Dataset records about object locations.
--
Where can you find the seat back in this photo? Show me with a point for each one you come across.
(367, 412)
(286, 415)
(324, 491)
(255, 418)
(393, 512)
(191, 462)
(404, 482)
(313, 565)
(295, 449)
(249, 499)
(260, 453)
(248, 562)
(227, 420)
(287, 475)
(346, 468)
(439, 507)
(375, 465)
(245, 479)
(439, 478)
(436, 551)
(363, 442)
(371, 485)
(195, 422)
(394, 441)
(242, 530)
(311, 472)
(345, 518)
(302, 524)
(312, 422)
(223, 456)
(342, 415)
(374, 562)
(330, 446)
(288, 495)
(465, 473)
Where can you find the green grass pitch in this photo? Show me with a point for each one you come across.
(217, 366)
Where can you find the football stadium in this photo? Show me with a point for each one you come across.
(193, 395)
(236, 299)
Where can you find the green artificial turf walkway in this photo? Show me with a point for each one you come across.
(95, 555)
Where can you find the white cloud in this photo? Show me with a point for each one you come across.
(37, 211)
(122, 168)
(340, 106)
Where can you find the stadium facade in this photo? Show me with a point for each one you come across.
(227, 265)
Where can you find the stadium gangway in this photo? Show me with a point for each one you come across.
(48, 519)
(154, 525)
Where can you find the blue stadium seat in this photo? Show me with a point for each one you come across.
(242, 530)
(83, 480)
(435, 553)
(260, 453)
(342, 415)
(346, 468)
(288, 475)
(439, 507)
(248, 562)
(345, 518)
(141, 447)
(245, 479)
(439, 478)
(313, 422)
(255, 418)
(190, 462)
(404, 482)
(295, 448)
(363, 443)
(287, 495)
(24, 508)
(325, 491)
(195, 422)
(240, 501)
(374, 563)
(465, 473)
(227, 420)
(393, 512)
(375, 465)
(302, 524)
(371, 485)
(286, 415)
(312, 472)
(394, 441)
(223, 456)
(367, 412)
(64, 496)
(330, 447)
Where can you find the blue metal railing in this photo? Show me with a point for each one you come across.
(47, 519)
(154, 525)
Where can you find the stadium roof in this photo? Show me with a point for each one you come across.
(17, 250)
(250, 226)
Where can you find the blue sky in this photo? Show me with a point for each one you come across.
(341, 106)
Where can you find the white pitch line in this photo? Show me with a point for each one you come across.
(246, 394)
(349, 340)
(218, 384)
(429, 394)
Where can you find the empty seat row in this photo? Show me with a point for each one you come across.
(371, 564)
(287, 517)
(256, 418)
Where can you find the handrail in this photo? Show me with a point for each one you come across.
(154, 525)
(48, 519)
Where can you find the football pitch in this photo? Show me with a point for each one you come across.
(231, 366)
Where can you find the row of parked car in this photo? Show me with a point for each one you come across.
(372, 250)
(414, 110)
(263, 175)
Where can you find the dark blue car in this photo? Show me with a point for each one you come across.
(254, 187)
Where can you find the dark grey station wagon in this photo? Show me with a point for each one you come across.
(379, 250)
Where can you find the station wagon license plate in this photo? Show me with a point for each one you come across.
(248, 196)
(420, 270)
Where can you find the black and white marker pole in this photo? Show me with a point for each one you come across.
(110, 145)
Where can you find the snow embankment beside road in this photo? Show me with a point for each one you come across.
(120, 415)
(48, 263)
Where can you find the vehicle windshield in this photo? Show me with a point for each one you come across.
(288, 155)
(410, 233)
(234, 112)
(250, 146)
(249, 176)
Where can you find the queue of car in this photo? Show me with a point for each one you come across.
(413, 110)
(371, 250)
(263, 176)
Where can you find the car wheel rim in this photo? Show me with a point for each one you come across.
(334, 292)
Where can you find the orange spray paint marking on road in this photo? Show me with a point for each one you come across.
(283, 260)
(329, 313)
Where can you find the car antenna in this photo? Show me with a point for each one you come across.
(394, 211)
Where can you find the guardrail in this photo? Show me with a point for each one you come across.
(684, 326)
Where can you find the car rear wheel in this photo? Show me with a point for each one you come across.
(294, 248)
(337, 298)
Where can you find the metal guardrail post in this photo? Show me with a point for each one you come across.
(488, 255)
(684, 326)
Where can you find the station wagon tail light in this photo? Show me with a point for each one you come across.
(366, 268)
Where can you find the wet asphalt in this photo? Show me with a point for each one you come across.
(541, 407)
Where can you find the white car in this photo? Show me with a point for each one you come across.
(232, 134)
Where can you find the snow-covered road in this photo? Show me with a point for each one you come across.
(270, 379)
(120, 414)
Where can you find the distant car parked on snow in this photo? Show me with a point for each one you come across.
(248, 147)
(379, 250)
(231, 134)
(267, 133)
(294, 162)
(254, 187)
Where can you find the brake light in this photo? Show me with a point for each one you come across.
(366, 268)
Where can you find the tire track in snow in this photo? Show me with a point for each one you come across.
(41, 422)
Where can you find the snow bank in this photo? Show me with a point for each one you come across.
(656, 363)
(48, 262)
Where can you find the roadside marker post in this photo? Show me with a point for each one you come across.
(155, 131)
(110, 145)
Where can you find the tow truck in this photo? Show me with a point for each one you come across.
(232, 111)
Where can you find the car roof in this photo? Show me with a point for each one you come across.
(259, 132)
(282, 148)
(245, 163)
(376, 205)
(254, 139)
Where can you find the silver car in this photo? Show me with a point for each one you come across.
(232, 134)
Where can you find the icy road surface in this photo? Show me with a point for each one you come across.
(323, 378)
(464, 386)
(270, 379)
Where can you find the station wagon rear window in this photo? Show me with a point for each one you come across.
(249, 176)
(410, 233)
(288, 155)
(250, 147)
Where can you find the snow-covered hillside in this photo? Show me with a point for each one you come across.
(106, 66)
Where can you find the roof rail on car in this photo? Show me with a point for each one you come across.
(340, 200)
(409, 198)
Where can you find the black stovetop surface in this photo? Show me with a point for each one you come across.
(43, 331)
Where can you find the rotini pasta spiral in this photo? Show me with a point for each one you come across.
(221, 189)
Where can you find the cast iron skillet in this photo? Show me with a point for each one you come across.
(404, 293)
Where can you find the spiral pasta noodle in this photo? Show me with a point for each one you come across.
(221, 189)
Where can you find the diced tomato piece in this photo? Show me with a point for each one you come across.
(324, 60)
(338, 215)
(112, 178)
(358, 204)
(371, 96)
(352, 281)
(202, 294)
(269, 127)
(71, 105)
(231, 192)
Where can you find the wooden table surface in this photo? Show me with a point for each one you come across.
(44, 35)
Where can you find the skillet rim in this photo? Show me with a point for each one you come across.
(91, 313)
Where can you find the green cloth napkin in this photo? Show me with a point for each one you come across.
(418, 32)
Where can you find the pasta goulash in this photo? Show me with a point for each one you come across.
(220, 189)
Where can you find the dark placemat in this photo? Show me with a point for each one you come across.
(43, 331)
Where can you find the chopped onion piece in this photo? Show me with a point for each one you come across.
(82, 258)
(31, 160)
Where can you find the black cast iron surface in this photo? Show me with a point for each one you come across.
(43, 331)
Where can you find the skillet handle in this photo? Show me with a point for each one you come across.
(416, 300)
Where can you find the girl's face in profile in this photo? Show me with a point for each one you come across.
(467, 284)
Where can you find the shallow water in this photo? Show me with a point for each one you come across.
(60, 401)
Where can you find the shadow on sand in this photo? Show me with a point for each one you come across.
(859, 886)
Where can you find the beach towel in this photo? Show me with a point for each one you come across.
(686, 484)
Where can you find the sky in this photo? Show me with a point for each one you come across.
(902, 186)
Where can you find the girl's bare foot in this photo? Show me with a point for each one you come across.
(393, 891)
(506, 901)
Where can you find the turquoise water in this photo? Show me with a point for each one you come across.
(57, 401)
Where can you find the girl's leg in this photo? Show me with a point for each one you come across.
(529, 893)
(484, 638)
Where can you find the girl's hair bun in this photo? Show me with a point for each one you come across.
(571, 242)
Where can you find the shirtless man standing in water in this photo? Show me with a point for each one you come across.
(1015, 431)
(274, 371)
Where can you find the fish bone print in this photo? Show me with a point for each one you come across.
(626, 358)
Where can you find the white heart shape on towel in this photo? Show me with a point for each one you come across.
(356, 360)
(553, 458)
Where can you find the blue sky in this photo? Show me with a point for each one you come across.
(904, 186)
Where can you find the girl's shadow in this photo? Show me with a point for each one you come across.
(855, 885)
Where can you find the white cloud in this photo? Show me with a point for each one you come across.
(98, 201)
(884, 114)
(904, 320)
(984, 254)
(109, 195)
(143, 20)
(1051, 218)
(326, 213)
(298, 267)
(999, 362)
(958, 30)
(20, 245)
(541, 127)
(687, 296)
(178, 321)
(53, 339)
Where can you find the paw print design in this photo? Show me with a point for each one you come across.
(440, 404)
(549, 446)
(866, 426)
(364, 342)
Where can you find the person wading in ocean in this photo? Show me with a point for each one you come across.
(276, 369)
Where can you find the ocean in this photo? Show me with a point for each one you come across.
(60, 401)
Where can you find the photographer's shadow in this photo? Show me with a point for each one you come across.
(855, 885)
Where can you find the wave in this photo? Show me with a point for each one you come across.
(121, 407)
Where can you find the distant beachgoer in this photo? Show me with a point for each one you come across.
--
Problem description.
The answer consists only of the lines from the one containing "Where can you find the turquoise" to the end of the records, each written out exactly.

Exercise response.
Where can you find the turquoise water in this photo? Show me with a point for each one you come across.
(57, 401)
Where can you find the girl's leg in this photo? Show me with a point for each one you come across.
(529, 893)
(484, 638)
Where can you find the girl's hair bun in this photo? Show me with a point for each one you come across.
(571, 242)
Where can you find the shirtless man standing in water in this photo? Show me with a point for each one you come across.
(1015, 431)
(274, 371)
Where can you find the fish bone print in this photo? Show me with a point for each one you come across.
(626, 358)
Where can you find the white heart shape on towel in this photo? Show me with a point for each one you come across.
(356, 360)
(553, 458)
Where can you find the blue sky in this photo? Show me with a point for each one you come across.
(904, 186)
Where can you find the girl's shadow in this photo? Show me with a point for each one you come across.
(855, 885)
Where can you find the white cloud in this photo? Show me with a point for each one you come across.
(98, 201)
(884, 114)
(904, 320)
(984, 254)
(109, 195)
(143, 20)
(1051, 218)
(326, 213)
(298, 267)
(999, 362)
(958, 30)
(20, 245)
(541, 127)
(687, 296)
(178, 321)
(53, 339)
Where can you find the paw print design in this photo? Show me with a point for each one you come across.
(440, 404)
(549, 446)
(866, 426)
(364, 342)
Where can you find the person wading in ocean in this photo? Show me with a point for each one you come across.
(276, 369)
Where can you find the ocean in this photo? Show me with a point for each one you come across.
(60, 401)
Where can you find the photographer's shadow in this photo? Show me with a point for each one you come across.
(855, 885)
Where can you find the wave in this photo? Show me with a point for each one you come across.
(121, 407)
Where can you find the distant beachgoer in this photo? Show me with a point for each one you come across.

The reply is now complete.